### [WORK ITEM]
Please answer from the International Men's Day text below: what is the biggest killer of men under 40?

QUOTED PASSAGE section start

A few years ago, the only time International Men’s Day really came up in conversation was when faceless twitter accounts angrily declared “bUt WhEn Is InTeRnAtIoNaL MeN’s DaY?” whenever International Women’s Day came around, and gender issues and biases were brought to the mainstream media. But with growing awareness, and the changing shift in our cultural consciousness allowing us to have more open conversations about our wellbeing, International Men’s Day has grown into its own, positive, calendar date.
While men don’t face the same social and structural issues of women in society (for example, the gender pay gap sees men being paid more for their work than women) – we do face one huge barrier, which women are coping with much better. Our mental health.
Paradoxically, at a time when we are hyper-connected through our phones and social media, across the western world, we are increasingly becoming more lonely, more isolated and cut off from those around us. And it’s affecting our mental health – the charity Mind estimates that 20% of the general population has experienced an issue with our mental state within the last two years, rates of loneliness are increasing, while suicide is the biggest killer of men under 40.

QUOTED PASSAGE section end
SOURCE MATERIAL section start

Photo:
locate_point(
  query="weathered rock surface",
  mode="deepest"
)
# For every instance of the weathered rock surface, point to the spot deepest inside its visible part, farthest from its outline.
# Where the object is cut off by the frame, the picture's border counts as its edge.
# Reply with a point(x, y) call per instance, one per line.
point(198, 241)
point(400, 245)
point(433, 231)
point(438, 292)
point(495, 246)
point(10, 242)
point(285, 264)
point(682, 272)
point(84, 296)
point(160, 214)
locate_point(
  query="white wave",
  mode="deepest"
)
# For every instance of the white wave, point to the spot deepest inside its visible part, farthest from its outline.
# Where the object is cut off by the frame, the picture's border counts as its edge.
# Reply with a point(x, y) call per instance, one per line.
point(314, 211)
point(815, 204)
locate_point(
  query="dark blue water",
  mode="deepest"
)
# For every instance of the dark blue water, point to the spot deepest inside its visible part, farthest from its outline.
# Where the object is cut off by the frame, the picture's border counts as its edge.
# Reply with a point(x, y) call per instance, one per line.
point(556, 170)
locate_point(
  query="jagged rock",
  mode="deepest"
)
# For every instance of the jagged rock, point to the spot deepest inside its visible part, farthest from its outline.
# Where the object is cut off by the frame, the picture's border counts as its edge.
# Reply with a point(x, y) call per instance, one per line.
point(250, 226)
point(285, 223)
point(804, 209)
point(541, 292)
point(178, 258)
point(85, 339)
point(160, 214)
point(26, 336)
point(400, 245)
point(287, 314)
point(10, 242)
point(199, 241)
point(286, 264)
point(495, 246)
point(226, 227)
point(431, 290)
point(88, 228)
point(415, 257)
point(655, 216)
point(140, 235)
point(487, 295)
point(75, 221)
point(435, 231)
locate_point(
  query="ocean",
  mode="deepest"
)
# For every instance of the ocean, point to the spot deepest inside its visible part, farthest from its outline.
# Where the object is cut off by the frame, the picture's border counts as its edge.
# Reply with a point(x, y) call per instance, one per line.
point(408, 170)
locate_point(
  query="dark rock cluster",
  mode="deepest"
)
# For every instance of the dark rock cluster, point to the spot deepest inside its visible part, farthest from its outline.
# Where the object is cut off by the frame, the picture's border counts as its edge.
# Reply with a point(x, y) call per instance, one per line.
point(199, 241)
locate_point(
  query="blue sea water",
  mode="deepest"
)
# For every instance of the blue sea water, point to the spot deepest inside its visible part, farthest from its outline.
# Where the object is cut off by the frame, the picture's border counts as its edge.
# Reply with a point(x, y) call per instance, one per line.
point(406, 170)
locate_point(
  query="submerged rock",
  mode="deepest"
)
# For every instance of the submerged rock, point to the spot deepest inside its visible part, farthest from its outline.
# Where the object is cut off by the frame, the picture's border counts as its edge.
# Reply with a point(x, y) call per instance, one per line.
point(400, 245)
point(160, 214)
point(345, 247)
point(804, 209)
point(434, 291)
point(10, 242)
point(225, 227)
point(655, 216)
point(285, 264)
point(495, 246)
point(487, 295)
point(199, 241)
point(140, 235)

SOURCE MATERIAL section end
SOURCE MATERIAL section start

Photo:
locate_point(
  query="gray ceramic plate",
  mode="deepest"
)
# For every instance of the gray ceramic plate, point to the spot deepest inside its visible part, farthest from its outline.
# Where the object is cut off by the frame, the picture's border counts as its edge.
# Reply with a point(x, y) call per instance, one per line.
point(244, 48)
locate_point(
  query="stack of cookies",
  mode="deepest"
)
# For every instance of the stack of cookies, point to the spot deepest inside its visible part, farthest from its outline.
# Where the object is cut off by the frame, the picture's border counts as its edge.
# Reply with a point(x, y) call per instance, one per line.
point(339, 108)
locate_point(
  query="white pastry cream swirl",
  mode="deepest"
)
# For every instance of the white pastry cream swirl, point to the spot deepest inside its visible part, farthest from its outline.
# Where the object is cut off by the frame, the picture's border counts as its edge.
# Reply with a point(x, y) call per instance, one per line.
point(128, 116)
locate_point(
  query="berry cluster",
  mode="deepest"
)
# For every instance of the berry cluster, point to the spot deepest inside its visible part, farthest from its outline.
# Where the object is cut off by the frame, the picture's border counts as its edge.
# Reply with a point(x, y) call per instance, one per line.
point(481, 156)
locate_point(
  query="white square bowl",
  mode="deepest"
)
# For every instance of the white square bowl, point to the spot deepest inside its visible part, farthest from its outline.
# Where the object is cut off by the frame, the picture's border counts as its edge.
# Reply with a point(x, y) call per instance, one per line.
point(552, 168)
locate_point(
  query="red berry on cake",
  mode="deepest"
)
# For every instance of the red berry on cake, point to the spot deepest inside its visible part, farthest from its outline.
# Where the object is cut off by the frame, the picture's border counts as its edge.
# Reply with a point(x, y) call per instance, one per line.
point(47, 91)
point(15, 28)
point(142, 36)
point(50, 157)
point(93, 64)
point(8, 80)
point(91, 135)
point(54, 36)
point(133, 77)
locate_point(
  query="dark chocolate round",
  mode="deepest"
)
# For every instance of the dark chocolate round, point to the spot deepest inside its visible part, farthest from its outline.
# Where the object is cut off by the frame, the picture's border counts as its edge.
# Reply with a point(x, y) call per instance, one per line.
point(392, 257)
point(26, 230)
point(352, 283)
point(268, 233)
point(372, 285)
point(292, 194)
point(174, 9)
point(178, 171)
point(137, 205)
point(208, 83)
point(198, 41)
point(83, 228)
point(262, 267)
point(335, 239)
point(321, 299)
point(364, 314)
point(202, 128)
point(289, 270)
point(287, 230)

SOURCE MATERIAL section end
SOURCE MATERIAL section start

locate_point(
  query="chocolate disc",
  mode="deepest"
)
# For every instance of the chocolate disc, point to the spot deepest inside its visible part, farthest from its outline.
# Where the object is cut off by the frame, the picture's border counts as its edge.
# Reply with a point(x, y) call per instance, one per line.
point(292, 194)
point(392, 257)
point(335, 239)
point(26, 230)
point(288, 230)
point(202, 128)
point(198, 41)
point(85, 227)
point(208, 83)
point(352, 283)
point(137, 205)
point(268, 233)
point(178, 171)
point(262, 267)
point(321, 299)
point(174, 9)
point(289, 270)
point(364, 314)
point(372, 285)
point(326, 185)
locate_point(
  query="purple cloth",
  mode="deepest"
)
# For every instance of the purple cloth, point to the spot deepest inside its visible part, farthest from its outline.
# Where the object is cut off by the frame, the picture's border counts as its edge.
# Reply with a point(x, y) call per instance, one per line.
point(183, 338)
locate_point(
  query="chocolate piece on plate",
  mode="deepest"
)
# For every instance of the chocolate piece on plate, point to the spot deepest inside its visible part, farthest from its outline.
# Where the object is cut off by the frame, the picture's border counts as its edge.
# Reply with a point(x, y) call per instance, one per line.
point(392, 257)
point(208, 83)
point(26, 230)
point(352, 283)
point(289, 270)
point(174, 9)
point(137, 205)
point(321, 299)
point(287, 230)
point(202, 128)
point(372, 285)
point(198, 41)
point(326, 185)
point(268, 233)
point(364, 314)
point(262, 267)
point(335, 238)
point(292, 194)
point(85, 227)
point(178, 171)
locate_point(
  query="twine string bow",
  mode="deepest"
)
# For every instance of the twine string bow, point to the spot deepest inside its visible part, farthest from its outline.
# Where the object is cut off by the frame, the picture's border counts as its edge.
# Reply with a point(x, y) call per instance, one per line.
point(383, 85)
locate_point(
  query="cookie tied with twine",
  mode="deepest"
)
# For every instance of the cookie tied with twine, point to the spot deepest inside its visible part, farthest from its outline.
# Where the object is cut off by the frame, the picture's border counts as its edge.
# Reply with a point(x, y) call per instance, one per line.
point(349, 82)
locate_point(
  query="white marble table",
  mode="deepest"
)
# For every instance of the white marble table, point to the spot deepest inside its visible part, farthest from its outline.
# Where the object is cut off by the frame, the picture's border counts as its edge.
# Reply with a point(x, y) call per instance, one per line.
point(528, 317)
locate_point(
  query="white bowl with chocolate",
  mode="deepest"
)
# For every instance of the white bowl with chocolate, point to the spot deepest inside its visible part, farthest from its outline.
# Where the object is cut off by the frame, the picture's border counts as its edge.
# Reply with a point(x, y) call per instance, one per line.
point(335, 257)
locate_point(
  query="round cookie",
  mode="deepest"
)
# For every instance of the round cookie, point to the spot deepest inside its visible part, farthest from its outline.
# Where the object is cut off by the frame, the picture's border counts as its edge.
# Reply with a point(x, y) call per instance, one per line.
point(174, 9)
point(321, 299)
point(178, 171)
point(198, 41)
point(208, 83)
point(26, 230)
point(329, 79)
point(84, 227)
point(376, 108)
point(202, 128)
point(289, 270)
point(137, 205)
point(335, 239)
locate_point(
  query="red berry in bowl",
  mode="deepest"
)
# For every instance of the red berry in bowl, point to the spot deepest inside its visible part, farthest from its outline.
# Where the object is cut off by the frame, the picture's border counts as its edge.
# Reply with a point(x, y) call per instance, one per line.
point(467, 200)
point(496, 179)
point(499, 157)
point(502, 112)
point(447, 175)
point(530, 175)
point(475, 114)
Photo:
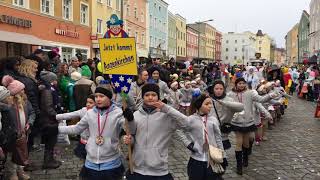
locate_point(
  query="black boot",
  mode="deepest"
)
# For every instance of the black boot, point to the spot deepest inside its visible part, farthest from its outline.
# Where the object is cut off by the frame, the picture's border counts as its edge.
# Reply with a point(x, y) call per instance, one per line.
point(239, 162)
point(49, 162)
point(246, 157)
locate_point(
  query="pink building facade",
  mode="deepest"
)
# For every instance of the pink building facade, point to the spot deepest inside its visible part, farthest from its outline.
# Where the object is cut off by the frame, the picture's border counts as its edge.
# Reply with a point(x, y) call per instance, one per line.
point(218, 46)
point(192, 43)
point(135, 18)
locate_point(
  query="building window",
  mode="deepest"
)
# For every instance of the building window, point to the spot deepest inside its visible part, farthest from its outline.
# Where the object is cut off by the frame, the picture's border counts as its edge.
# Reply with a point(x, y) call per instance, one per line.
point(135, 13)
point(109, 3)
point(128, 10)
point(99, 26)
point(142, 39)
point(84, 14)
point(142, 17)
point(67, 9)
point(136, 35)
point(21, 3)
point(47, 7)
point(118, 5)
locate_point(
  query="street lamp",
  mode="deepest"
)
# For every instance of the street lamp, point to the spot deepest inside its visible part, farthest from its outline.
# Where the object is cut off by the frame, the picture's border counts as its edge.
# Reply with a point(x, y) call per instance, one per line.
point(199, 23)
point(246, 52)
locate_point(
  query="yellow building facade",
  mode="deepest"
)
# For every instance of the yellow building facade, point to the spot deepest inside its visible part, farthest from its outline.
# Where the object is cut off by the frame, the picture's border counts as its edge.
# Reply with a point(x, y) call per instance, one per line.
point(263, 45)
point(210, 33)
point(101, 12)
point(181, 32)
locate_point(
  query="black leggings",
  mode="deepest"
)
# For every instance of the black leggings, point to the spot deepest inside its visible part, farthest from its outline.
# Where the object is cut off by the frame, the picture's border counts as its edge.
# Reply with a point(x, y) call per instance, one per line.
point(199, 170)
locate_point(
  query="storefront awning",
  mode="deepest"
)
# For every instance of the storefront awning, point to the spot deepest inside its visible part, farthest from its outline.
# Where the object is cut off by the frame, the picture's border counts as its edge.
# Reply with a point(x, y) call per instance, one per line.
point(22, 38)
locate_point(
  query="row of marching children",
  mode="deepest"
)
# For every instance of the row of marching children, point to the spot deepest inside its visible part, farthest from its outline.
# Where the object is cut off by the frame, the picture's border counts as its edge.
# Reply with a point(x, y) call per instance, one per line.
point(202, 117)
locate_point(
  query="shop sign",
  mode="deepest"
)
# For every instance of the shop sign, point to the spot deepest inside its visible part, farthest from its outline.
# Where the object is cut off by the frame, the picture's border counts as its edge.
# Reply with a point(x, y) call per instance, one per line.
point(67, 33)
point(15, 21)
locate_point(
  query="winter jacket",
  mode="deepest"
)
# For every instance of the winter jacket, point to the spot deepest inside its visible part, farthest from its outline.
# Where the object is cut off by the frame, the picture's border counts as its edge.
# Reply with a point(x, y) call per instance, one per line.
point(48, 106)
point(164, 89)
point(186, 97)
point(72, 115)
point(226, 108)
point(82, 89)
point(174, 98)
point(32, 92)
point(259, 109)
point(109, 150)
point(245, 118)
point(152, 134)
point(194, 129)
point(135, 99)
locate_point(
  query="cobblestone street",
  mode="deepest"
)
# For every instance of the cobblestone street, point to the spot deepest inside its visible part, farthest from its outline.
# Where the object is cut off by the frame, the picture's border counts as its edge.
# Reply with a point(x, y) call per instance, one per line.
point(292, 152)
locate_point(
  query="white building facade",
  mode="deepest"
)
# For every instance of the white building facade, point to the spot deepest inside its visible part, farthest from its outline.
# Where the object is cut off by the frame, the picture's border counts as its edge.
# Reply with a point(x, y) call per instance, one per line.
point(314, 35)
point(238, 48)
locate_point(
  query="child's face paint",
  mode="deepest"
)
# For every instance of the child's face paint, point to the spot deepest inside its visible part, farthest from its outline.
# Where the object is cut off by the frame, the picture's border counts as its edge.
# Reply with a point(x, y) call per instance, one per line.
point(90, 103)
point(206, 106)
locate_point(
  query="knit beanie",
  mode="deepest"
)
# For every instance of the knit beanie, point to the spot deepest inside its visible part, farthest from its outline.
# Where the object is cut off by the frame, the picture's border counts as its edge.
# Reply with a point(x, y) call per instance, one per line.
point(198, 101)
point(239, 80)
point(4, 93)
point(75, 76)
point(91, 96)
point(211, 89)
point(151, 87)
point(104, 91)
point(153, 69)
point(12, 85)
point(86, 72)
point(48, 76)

SOURCE MATERIAL section end

### [SOLUTION BELOW]
Suicide.